── Data to process ──
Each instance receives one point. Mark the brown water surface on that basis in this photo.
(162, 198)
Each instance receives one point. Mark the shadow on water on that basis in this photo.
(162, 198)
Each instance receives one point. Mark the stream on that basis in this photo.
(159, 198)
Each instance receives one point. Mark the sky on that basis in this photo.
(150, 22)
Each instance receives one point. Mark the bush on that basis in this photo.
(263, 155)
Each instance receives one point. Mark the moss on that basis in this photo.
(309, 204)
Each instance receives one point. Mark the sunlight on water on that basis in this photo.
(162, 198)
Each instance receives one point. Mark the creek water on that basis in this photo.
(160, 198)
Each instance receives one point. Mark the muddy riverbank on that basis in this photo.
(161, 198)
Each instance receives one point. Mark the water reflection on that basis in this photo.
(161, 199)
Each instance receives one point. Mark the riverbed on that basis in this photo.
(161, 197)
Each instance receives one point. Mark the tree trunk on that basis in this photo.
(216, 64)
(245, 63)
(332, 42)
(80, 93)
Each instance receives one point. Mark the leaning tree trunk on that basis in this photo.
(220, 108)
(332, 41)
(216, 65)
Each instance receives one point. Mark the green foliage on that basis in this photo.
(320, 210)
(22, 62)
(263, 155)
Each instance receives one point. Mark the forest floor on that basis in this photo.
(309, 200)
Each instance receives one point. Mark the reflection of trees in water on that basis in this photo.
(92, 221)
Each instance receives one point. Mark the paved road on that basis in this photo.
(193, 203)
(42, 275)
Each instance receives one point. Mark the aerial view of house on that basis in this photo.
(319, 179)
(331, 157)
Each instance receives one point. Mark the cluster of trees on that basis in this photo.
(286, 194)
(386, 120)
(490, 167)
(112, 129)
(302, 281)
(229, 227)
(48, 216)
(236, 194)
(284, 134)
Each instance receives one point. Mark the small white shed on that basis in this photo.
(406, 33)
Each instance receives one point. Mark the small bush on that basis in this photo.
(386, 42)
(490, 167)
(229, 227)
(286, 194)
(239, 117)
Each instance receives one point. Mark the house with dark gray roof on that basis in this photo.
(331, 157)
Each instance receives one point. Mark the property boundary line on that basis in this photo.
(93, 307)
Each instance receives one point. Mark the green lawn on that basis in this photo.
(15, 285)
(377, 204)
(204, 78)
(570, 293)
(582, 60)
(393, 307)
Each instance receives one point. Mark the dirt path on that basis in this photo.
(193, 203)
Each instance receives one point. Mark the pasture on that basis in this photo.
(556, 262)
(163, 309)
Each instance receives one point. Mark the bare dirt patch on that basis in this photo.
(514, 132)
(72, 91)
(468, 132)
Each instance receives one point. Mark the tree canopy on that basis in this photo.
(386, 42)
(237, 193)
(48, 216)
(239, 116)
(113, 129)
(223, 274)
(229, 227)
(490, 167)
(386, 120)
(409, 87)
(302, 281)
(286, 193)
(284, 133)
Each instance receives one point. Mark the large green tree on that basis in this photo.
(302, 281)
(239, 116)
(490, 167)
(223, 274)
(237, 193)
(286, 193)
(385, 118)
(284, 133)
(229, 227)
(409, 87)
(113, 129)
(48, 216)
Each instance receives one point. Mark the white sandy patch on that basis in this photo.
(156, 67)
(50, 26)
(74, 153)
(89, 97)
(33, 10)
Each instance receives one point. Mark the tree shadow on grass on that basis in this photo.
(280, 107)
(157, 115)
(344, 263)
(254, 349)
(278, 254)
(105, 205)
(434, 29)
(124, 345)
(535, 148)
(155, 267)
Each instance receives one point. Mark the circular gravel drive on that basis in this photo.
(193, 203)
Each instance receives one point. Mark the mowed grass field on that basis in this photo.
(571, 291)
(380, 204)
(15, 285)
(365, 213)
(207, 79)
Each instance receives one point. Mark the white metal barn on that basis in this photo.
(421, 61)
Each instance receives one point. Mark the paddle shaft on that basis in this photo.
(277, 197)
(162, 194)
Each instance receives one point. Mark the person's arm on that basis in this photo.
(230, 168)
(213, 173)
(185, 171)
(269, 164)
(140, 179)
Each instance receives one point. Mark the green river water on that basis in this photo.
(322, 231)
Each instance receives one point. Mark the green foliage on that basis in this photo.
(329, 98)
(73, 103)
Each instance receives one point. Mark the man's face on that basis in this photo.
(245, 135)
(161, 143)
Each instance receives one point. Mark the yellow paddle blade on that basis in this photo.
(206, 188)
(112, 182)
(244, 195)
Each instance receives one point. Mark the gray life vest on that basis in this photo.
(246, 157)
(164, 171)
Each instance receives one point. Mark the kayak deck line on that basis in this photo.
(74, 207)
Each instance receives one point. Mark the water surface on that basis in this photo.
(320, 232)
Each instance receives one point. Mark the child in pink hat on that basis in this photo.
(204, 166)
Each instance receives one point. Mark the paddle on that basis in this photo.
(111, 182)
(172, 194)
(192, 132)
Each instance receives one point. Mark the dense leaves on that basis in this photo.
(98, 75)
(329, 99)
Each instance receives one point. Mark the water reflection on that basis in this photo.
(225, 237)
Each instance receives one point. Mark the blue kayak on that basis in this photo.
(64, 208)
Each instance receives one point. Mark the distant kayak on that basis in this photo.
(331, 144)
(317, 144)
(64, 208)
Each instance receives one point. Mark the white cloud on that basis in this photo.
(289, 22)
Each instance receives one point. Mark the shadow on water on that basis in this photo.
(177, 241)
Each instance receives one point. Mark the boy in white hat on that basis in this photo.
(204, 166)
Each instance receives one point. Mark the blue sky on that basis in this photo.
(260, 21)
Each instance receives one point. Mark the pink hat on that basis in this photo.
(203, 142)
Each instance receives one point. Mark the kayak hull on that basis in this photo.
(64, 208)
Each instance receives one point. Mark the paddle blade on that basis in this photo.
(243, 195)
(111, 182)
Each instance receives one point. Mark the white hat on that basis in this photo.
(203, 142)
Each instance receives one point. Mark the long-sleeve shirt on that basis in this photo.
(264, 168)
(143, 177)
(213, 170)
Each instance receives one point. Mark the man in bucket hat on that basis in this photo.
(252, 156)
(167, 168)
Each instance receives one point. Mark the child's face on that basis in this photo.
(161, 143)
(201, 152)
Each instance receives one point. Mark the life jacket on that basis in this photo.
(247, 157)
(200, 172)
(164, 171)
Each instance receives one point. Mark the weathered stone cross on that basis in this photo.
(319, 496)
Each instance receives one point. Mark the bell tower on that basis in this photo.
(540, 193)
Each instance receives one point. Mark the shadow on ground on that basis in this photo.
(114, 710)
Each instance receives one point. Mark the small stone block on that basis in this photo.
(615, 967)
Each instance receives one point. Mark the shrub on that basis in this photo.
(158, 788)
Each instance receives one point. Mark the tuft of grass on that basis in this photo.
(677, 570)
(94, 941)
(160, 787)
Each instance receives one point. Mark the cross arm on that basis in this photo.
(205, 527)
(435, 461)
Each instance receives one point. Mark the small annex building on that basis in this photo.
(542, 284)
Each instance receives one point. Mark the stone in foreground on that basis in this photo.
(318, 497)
───
▶ Required action: Repeat the listing above in full, word for word.

▶ Exercise response:
Each instance receives one point. Mark the brown water surface on that basis in this photo.
(162, 198)
Each instance receives one point. Mark the shadow on water on that basis in this photo.
(162, 198)
Each instance receives one point. Mark the stream on that basis in this photo.
(159, 198)
Each instance receives one point. Mark the sky on that basis in this photo.
(150, 22)
Each instance receives one point. Mark the bush on that basis in this photo.
(263, 155)
Each instance receives one point. Mark the moss on that basis in this photo.
(309, 204)
Each instance receives one point. Mark the sunlight on water on that basis in this photo.
(162, 198)
Each instance receives one point. Mark the creek water on that basis in this photo.
(160, 198)
Each instance receives one point. Mark the muddy riverbank on that basis in this photo.
(161, 198)
Each instance receives one point. Mark the water reflection on that basis in this photo.
(161, 199)
Each instance receives one point. Mark the riverbed on that basis in this photo.
(161, 197)
Each instance receives one point. Mark the tree trunk on that basis in this photo.
(216, 64)
(245, 63)
(332, 42)
(80, 93)
Each instance receives one point. Mark the leaning tree trunk on that basis in this photo.
(220, 108)
(332, 41)
(216, 65)
Each instance receives one point. Mark the green foliage on that basis in this photo.
(320, 210)
(22, 62)
(263, 155)
Each instance receives one point. Mark the forest floor on that basis in this photo.
(309, 200)
Each instance receives one point. Mark the reflection of trees in water on that basis in this photo.
(92, 221)
Each instance receives one point. Mark the paved road on that basis in this photo.
(193, 203)
(42, 275)
Each instance receives one point. Mark the aerial view of house on that basis in this photo.
(319, 179)
(331, 157)
Each instance receives one point. Mark the cluster of trees on that basis in this photo.
(286, 194)
(386, 120)
(490, 167)
(112, 129)
(302, 281)
(229, 227)
(48, 216)
(236, 194)
(284, 134)
Each instance receives one point. Mark the small white shed on that basis in this photo.
(406, 33)
Each instance receives one point. Mark the small bush on that basis in this photo.
(386, 42)
(490, 167)
(229, 227)
(286, 194)
(239, 117)
Each instance receives one point. Mark the house with dark gray roof on that basis in this photo.
(331, 157)
Each instance receives one point. Mark the property boundary line on that basis in this photo.
(93, 307)
Each instance receives one point. Mark the green lawn on that basis in this photo.
(15, 285)
(377, 204)
(204, 78)
(570, 293)
(582, 60)
(393, 307)
Each instance receives one point. Mark the dirt path on that basis in this photo.
(193, 203)
Each instance receives one point. Mark the pasture on that basis in this photo.
(556, 262)
(163, 309)
Each instance receives one point. Mark the bare dirt patch on that basis in this photo.
(514, 132)
(72, 91)
(468, 132)
Each instance receives one point. Mark the tree canopy on that basis in this photo.
(386, 42)
(237, 193)
(48, 216)
(239, 116)
(113, 129)
(223, 274)
(229, 227)
(490, 167)
(386, 120)
(409, 87)
(302, 281)
(286, 193)
(284, 133)
Each instance receives one point. Mark the large green tree on that basis in this photo.
(302, 281)
(239, 116)
(490, 167)
(223, 274)
(237, 193)
(286, 193)
(385, 118)
(284, 133)
(229, 227)
(409, 87)
(113, 129)
(48, 216)
Each instance receives one point. Mark the white sandy patch on that basis in this photo.
(156, 67)
(50, 26)
(74, 153)
(89, 97)
(33, 10)
Each instance receives one point. Mark the tree shadow on grass on that basis in this photo.
(280, 107)
(157, 115)
(344, 263)
(254, 349)
(278, 254)
(105, 205)
(434, 29)
(124, 345)
(535, 148)
(155, 267)
Each instance receives one point. Mark the circular gravel drive on that basis in this photo.
(193, 203)
Each instance receives one point. Mark the mowed grass field on that basis in this photo.
(571, 291)
(380, 204)
(15, 285)
(365, 213)
(207, 79)
Each instance receives one point. Mark the white metal barn on that basis in this photo.
(421, 61)
Each instance receives one point. Mark the paddle shaft on that basis in this photo.
(277, 197)
(162, 194)
Each instance receives one point. Mark the person's arm on that basis in this photo.
(230, 168)
(213, 173)
(185, 171)
(269, 164)
(140, 179)
Each instance receives one point. Mark the green river water on that basis in this photo.
(322, 231)
Each instance receives one point. Mark the green foliage on that basis in this photo.
(329, 98)
(73, 103)
Each instance receives one point. Mark the man's face on that basis in this photo.
(245, 135)
(161, 143)
Each instance receives one point. Mark the yellow paddle blade on that basis in this photo.
(206, 188)
(112, 182)
(244, 195)
Each instance receives one point. Mark the gray life vest on that basis in this photo.
(246, 157)
(164, 171)
Each instance receives one point. Mark the kayak deck line on that basis in this photo.
(74, 207)
Each instance receives one point. Mark the water surface on that basis in this photo.
(320, 232)
Each instance receives one point. Mark the child in pink hat on that basis in this photo.
(204, 166)
Each instance receives one point. Mark the paddle on that basis in this photo.
(111, 182)
(172, 194)
(192, 132)
Each instance receives one point. Mark the dense leaves on that basis in this photo.
(98, 75)
(329, 99)
Each instance receives one point. Mark the water reflection on that basis in this photo.
(225, 237)
Each instance receives one point. Mark the blue kayak on that basis in this photo.
(64, 208)
Each instance receives one point. Mark the distant kayak on that basis in this photo.
(331, 144)
(317, 144)
(64, 208)
Each instance receives one point. Mark the white cloud on that basis in this photo.
(289, 22)
Each instance receives one point. Mark the shadow on water on that basis in this photo.
(177, 241)
Each instance receives one point. Mark the boy in white hat on that basis in this photo.
(204, 166)
Each instance receives one point. Mark the blue sky on that basis in this photo.
(260, 21)
Each instance receives one point. Mark the pink hat on that basis in this photo.
(203, 142)
Each instance receives one point. Mark the kayak hull on that basis in this photo.
(64, 208)
Each instance receives one point. Mark the paddle blade on that basis in this photo.
(243, 195)
(111, 182)
Each instance receives one point. Mark the white hat on that basis in this photo.
(203, 142)
Each instance receives one point. Mark the long-sleeve shirt on that basis in this photo.
(264, 168)
(143, 177)
(213, 170)
Each instance receives one point. Mark the man in bucket hat on that basis in this photo.
(252, 156)
(167, 168)
Each instance receives one point. Mark the child's face on that basis in this photo.
(161, 143)
(201, 152)
Each instance receives one point. Mark the life jacket on that basis in this photo.
(247, 157)
(200, 172)
(164, 171)
Each instance receives one point. Mark the weathered stone cross on that basis in this photo.
(319, 496)
Each instance receives one point. Mark the bell tower on that basis in this photo.
(540, 193)
Each instance receives one point. Mark the shadow on ground on that basis in this photo.
(114, 710)
Each instance receives one point. Mark the small stone block on that basis in this photo.
(615, 967)
Each instance receives one point. Mark the shrub on that basis in this photo.
(158, 788)
Each instance receives one point. Mark the tuft of grass on that basis in this photo.
(677, 570)
(94, 941)
(160, 787)
Each instance receives one point. Mark the cross arm on that basis in this photo.
(205, 527)
(435, 461)
Each instance receives one point. Mark the small annex building on that basis in this photo.
(542, 284)
Each instance receives one point. Mark the stone in foreground on that basis in this photo.
(318, 497)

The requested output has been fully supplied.